◆ **Exercise aim**
Could you retype the entries below exactly, omitting every picture?

◆ **Listed entries**
---

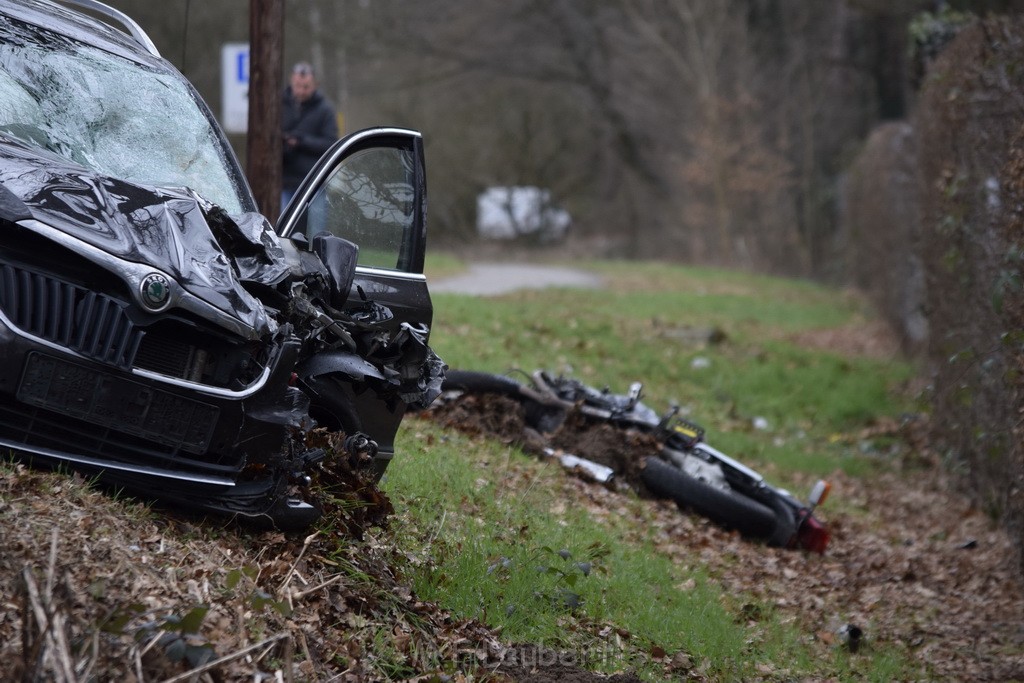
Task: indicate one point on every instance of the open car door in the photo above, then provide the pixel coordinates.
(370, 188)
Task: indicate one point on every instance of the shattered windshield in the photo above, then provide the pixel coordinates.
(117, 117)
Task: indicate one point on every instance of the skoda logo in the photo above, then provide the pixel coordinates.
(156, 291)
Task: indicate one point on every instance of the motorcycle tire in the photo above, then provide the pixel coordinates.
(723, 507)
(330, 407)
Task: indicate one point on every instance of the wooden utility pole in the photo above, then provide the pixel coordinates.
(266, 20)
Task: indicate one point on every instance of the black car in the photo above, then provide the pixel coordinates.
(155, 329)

---

◆ **Exercise answer**
Task: indicate one point on every instance of the open car door in the photo above, then provide the pixel coordinates.
(370, 188)
Task: indicate one point on every instance of the shattered windshield in the photo above, then provide the pixel coordinates.
(117, 117)
Task: indicate one point on every instance of the skoda logo in the photo above, then provide the pixel coordinates.
(156, 291)
Task: indicate one point on every instance of the motorcycle tire in the photo above, then provide the pixel coordinates.
(723, 507)
(330, 407)
Task: indicate one point on every instance of the wooden utility pole in the photo above, then provide the pixel coordinates.
(266, 20)
Task: indicate one point on every instance of the black car in the photo above, then provide the pixel coordinates.
(155, 329)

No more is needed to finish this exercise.